§ **任务项 1**:
请从下面关于张翎与温州的文字中原样摘录一段,从“也许是出于对故乡的眷恋,也许”开始,一直到“也让人生的色彩变得绚丽多彩。”为止,后者也包括在内。
§ **任务项 2**:
请列出下面关于张翎与温州的文字中提到的全部张翎小说篇名。

§ **文档节选**:
▽
张翎1986年即出国留学,定居加拿大多年。但是故乡从未从她的视野中淡出,温州在张翎的作品中占据着重要的位置。温州之于张翎小说,并不单单是故事发生地,更代表了几代温州人经营出来的精神气质:追梦的勇气和坚韧的生命力。

也许是出于对故乡的眷恋,也许是选择较为熟悉的生活材料,张翎的小说多以温州为背景,活跃着大量温州人的身影。比如《花事了》,讲述的是温州城花家姐妹的故事。花吟云生在大户人家,但不似姐姐吟月那般稳重得体,她性格癫狂,不服管束。因为对戏曲的共同爱好,喜欢上不事生产的文家二少爷文暄,引为知己。为了学戏,不惜离家出走,过看人眼色的辛苦生活。花吟云率性过活,不管世俗评价,执着于自己的梦想,而且具有追寻理想的勇气。这种勇于追梦的特质,是张翎笔下温州人共同的特质。玉莲(《玉莲》)为了爱情,舍得下故乡温情,一路追到千里以外的青海,过着清苦的生活。江涓涓(《邮购新娘》)先是把自己的生命都奉献给了爱情,可以为情人生,也可以为他死。爱情梦碎后,为了圆自己的服装设计梦,江涓涓从温州到了上海,又去了多伦多。花吟云、玉莲、江涓涓等都竭力让自己的人生不落入平庸。梦想为人生指引了方向,注入了奋起直追的力量,梦想也让人生的色彩变得绚丽多彩。
△
§ **所给材料**:
▽
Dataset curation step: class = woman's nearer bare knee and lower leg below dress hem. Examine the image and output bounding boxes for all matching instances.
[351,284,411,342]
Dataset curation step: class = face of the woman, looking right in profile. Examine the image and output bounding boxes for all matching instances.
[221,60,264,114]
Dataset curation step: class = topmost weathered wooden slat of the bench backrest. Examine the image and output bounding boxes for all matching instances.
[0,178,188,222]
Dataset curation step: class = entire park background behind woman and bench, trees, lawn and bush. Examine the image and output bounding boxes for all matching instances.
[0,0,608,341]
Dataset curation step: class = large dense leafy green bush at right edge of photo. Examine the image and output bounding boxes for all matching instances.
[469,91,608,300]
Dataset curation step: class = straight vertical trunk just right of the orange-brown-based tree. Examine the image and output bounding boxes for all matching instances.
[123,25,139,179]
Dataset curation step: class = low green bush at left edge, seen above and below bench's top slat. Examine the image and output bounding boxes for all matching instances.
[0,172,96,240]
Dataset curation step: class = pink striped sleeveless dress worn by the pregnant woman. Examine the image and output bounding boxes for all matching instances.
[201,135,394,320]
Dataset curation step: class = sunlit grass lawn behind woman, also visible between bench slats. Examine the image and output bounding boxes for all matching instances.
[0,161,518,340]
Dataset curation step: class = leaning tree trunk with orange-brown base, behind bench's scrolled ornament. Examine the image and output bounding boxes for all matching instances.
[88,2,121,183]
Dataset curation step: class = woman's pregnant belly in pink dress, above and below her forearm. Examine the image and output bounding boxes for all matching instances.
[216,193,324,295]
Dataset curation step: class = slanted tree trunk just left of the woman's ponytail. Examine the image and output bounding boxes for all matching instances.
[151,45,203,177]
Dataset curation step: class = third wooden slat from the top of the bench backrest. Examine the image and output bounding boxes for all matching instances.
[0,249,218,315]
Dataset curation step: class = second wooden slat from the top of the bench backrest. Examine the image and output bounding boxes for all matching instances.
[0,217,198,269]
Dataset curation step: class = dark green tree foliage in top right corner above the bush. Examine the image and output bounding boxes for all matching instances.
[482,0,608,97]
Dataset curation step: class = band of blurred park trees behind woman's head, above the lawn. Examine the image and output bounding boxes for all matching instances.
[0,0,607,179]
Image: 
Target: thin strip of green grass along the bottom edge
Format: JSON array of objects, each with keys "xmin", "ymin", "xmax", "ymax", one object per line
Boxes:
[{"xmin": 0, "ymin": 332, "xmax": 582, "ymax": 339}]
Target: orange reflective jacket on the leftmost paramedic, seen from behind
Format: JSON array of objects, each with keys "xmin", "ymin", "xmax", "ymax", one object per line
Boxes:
△
▽
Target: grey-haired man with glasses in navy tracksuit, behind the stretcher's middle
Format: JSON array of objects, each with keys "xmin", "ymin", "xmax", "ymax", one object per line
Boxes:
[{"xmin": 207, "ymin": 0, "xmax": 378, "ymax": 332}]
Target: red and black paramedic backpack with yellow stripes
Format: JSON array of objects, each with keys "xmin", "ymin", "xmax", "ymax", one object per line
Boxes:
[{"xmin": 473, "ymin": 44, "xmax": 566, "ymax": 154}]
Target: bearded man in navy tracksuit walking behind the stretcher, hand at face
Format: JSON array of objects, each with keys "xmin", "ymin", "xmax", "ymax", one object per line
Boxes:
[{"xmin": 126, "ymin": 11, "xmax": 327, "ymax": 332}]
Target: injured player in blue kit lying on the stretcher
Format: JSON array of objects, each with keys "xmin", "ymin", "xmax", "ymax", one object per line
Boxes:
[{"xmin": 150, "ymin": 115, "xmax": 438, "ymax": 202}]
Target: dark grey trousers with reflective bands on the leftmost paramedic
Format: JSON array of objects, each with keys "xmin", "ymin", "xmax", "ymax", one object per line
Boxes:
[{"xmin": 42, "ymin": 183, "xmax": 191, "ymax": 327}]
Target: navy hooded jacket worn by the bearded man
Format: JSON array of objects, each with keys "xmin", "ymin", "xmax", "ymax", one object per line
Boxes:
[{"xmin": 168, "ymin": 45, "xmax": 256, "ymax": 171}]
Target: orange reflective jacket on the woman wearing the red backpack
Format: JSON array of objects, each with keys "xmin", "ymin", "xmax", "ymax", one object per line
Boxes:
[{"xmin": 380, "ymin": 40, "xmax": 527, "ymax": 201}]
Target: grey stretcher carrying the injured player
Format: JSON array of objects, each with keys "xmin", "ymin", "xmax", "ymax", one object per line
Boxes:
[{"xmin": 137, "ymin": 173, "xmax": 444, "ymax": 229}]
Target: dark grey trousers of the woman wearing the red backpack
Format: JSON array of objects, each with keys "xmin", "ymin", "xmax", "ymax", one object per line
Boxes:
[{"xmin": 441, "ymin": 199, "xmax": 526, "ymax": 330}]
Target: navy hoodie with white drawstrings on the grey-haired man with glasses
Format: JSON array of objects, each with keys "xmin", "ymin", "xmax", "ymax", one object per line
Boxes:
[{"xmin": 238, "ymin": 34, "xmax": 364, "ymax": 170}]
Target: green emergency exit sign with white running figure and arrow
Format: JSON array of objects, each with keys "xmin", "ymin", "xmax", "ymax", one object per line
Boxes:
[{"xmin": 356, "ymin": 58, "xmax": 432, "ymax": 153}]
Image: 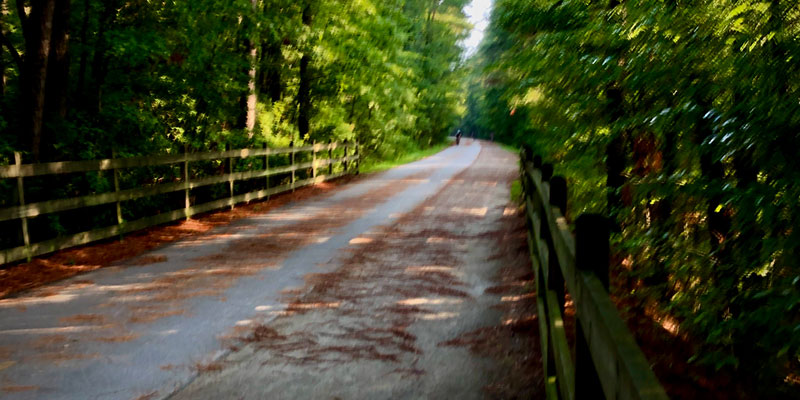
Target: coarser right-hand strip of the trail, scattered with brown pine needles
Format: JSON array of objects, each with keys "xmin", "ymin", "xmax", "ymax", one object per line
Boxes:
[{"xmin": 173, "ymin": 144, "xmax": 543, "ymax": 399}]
△
§ **解答 1**:
也许是出于对故乡的眷恋,也许是选择较为熟悉的生活材料,张翎的小说多以温州为背景,活跃着大量温州人的身影。比如《花事了》,讲述的是温州城花家姐妹的故事。花吟云生在大户人家,但不似姐姐吟月那般稳重得体,她性格癫狂,不服管束。因为对戏曲的共同爱好,喜欢上不事生产的文家二少爷文暄,引为知己。为了学戏,不惜离家出走,过看人眼色的辛苦生活。花吟云率性过活,不管世俗评价,执着于自己的梦想,而且具有追寻理想的勇气。这种勇于追梦的特质,是张翎笔下温州人共同的特质。玉莲(《玉莲》)为了爱情,舍得下故乡温情,一路追到千里以外的青海,过着清苦的生活。江涓涓(《邮购新娘》)先是把自己的生命都奉献给了爱情,可以为情人生,也可以为他死。爱情梦碎后,为了圆自己的服装设计梦,江涓涓从温州到了上海,又去了多伦多。花吟云、玉莲、江涓涓等都竭力让自己的人生不落入平庸。梦想为人生指引了方向,注入了奋起直追的力量,梦想也让人生的色彩变得绚丽多彩。

§ **解答 2**:
《花事了》、《玉莲》、《邮购新娘》